→ What you should do
Pictures stay out; print the rest of the listing below exactly as it stands.
======
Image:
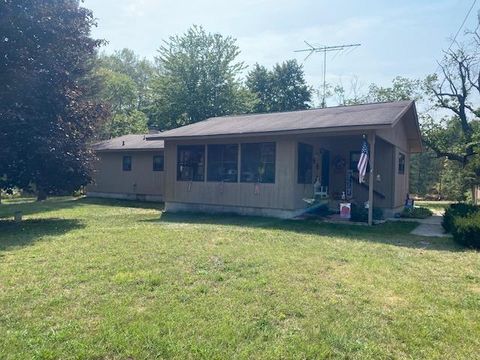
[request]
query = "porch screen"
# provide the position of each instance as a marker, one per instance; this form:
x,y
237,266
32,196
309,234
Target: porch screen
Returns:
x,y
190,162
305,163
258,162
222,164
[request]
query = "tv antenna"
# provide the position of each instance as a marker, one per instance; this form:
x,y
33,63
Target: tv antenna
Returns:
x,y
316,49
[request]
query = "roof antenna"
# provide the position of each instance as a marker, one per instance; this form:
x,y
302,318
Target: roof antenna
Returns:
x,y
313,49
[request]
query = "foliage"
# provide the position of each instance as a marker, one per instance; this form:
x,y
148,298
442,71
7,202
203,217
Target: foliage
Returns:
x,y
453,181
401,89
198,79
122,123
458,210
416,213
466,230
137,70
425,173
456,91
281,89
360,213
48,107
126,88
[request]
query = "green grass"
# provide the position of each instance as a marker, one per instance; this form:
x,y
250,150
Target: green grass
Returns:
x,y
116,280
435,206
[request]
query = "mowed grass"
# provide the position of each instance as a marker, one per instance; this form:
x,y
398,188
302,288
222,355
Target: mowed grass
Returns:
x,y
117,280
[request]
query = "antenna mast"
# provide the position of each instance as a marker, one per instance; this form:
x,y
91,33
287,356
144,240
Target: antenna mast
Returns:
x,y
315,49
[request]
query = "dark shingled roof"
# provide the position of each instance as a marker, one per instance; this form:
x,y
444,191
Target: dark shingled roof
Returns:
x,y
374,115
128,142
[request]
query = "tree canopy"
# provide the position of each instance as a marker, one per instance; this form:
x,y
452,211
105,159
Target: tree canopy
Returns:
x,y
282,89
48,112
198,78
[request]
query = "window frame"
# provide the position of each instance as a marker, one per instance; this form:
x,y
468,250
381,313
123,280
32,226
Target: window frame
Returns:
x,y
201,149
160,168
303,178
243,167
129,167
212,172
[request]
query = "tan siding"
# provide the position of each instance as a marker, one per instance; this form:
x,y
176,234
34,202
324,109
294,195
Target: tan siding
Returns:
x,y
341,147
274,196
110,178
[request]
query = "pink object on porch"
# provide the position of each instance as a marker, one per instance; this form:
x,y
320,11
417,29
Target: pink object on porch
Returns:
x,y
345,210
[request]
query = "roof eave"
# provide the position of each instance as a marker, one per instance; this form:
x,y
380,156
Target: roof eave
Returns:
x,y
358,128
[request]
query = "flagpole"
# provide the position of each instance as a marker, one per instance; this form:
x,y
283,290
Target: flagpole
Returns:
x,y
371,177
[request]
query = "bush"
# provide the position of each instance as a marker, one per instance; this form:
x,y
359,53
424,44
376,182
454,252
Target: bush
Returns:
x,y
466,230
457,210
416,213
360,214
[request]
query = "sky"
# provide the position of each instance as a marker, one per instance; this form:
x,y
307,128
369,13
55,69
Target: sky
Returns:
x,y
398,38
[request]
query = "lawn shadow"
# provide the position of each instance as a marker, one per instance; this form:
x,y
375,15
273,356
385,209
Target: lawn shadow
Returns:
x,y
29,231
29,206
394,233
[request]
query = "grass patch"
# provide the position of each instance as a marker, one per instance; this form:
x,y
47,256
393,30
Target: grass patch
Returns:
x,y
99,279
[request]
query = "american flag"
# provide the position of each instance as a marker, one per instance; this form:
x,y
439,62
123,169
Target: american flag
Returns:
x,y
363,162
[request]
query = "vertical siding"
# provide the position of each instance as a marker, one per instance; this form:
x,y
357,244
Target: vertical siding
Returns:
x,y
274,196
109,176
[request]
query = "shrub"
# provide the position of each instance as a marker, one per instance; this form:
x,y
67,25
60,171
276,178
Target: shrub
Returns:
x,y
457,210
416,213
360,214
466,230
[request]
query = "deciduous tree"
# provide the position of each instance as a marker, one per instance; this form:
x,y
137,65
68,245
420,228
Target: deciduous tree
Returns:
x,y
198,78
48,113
======
→ Response
Image:
[request]
query = "porch screen"
# provide the position of each instance as a marker, one per instance; this form:
x,y
237,266
32,196
309,234
Target: porch screen
Returns:
x,y
190,162
305,163
258,162
222,164
[request]
query = "tv antenna"
# provide the position of each instance as a marker, one per instance; this form:
x,y
33,63
Target: tv antenna
Returns:
x,y
316,49
[request]
query = "roof antenna"
# provide the position of each instance as a marker, one per instance; this form:
x,y
302,318
Target: roof antenna
Returns:
x,y
313,49
[request]
query = "foliage"
# provide the position of each instance as a marker, one per instance; this form:
x,y
148,298
442,71
7,202
203,217
Target: foliage
Returns:
x,y
453,181
401,89
198,79
122,123
458,210
416,213
466,230
137,70
425,173
456,91
281,89
360,213
48,107
126,88
[request]
query = "green grass"
# provide the position of each instance as a marker, one per instance; this form:
x,y
250,150
Target: green grass
Returns:
x,y
116,280
435,206
[request]
query = "mowed grass"
# provide the position of each instance as a marker, one per instance; this form:
x,y
398,188
302,288
222,355
Target: mowed grass
Returns:
x,y
117,280
[request]
query = "antenna mast"
# provide the position of each instance as a marker, one per instance; this form:
x,y
91,33
287,356
144,240
Target: antenna mast
Returns:
x,y
315,49
[request]
query = "dark shingled roof"
# provide the position of each instance as a marker, one per instance; this form:
x,y
444,191
Target: dark shingled roof
Returns:
x,y
374,115
128,142
[request]
query = "tree canopy"
# provide the position of each instance as a marker, one per instance; this form:
x,y
452,211
105,159
Target: tree canopy
Returns:
x,y
282,89
48,112
198,78
[request]
query = "window frame"
# provide the position of each instance as a marker, one per instance; this form:
x,y
468,250
381,313
123,280
32,226
Target: window frame
Returns:
x,y
201,149
160,168
303,178
243,167
129,167
212,172
[request]
query = "tan siding"
# provide the position of each instance as a marker, one per instance; this form:
x,y
176,234
34,202
324,109
294,195
Target: tan siding
Returns:
x,y
341,147
274,196
110,178
[request]
query = "pink object on porch"
# provide the position of each instance as a marker, one per instance; this form:
x,y
320,11
417,29
Target: pink object on porch
Returns:
x,y
345,210
[request]
query = "roof eave"
# provide the position of each instance as a marker, one per instance; this form:
x,y
380,156
Target: roof eave
Returns:
x,y
358,128
[request]
query = "flagpole"
# provide the position of each instance as a marker, one per instance; this form:
x,y
283,290
Target: flagpole
Returns:
x,y
371,177
[request]
query = "bush"
# provide the position of each instance as a marker, one per instance; this form:
x,y
359,53
424,44
376,182
454,252
Target: bush
Returns:
x,y
466,230
457,210
416,213
360,214
[request]
query = "sky"
# provide the position of each instance as a marker, one per instance; this form:
x,y
307,128
369,13
55,69
Target: sky
Returns:
x,y
398,38
[request]
query = "lawn shadow"
# provide the position of each instance as a marker, one per instance; this form:
x,y
375,15
273,356
385,209
Target: lawn shadow
Returns:
x,y
29,231
29,206
394,233
[request]
query = "grass patch"
# provide the position of each instance as a marker, one per instance; this form:
x,y
47,256
393,30
Target: grass patch
Returns:
x,y
99,279
[request]
query = "american flag"
# provide the position of each instance as a marker, one per instance; this form:
x,y
439,62
123,169
Target: american flag
Returns:
x,y
363,162
[request]
query = "vertical siding"
# provide the position of each instance as a marker, one per instance; this form:
x,y
357,244
Target: vertical siding
Returns:
x,y
274,196
109,176
[request]
query = "shrub"
# provide the position of each instance as a marker, one per instance; this form:
x,y
67,25
60,171
276,178
Target: shrub
Returns:
x,y
457,210
416,213
360,214
466,230
[request]
query = "deciduous tree"
# provide the position of each instance as a marker, one per instance; this form:
x,y
137,65
68,245
420,228
Target: deciduous tree
Returns:
x,y
198,78
48,113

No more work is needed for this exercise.